DATA RECORDS:
--

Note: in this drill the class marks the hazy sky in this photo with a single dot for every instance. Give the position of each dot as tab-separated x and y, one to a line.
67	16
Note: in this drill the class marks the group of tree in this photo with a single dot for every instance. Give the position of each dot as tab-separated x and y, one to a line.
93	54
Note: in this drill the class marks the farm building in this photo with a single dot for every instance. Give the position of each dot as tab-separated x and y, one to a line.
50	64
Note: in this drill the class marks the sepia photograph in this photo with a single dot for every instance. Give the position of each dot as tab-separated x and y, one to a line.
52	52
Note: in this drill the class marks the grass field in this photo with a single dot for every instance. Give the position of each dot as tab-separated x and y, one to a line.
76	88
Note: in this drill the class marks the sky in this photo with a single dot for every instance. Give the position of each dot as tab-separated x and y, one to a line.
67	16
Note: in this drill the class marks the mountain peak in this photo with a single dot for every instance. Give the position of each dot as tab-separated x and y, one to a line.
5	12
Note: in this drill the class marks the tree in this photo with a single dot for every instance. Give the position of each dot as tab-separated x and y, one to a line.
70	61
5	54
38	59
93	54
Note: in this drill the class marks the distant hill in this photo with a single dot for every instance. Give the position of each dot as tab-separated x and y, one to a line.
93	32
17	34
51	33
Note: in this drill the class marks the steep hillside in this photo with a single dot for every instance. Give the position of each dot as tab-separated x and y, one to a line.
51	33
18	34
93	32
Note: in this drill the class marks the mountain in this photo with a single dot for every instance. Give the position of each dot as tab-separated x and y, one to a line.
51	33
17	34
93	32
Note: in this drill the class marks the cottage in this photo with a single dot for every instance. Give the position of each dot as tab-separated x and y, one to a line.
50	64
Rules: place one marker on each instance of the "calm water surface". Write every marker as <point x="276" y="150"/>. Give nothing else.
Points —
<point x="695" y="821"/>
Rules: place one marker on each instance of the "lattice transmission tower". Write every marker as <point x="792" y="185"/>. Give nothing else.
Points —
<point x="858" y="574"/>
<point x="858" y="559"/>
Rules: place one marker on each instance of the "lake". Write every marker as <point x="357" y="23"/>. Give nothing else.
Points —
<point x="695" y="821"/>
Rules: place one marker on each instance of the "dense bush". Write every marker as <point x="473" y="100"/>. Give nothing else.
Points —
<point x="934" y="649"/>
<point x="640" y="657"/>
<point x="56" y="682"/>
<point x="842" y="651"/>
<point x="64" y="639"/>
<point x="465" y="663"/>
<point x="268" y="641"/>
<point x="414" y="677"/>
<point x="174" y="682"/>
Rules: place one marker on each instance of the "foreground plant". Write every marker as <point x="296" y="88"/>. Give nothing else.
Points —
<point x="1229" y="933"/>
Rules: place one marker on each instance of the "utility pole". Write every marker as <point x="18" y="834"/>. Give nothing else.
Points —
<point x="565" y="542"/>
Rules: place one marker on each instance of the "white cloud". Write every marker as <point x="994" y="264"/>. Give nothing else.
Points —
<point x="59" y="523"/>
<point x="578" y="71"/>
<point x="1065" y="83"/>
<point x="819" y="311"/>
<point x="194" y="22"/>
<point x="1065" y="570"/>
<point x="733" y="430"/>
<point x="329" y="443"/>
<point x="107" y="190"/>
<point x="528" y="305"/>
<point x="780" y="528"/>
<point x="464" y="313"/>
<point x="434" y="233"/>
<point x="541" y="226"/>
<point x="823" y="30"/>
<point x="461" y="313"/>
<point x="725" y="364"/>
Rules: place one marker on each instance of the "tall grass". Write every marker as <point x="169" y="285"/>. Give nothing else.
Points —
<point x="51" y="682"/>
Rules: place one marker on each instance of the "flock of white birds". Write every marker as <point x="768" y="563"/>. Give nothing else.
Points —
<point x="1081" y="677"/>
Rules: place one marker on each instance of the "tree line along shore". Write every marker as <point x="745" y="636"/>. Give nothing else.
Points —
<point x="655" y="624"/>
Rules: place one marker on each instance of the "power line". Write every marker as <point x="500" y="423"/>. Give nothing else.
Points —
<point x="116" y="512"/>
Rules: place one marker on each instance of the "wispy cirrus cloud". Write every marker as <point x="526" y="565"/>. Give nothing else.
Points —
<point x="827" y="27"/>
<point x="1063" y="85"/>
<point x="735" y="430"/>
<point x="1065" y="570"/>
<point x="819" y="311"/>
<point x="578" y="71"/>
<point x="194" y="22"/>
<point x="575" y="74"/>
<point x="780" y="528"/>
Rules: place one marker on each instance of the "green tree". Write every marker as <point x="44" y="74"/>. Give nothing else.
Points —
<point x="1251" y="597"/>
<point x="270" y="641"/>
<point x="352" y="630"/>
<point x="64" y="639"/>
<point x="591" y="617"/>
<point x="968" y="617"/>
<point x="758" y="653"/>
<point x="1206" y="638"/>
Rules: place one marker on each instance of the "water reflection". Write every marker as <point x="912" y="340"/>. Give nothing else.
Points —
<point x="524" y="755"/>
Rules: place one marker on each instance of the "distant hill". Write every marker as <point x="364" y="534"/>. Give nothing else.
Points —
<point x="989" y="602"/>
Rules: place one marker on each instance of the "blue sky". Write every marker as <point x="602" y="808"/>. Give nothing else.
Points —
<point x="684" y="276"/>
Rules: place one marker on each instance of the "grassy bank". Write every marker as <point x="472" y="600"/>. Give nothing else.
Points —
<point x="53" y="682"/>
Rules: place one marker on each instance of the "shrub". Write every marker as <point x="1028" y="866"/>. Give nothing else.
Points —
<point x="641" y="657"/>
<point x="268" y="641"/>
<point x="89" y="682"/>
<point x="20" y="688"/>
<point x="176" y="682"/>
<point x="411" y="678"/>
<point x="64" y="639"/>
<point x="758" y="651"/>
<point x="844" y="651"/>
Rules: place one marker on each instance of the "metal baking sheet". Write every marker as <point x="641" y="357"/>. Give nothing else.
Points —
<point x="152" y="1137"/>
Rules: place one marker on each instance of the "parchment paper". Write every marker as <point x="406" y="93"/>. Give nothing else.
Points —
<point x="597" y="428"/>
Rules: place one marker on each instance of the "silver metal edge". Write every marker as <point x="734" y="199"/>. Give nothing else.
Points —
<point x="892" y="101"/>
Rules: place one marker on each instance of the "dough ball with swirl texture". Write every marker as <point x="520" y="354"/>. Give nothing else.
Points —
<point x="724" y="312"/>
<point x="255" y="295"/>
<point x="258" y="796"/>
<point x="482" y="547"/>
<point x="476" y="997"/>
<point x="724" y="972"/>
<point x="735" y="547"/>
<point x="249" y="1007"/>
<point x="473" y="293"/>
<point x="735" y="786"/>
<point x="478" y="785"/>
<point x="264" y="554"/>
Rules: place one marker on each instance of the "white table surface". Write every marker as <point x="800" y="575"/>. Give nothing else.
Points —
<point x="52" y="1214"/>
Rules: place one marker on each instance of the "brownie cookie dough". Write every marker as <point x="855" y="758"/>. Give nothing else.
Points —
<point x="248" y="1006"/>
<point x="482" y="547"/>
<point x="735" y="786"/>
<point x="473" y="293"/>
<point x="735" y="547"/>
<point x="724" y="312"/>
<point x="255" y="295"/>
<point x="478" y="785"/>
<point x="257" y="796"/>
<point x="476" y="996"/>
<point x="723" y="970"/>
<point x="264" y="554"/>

--

Show all lines in the preceding material that have "surface" in them.

ANSWER BOX:
Rules: place one marker on each instance of the "calm water surface". Write every marker as <point x="276" y="150"/>. Give nothing else.
Rules: place one marker on each instance of the "white table surface". Write every marker as <point x="800" y="575"/>. Give nothing else.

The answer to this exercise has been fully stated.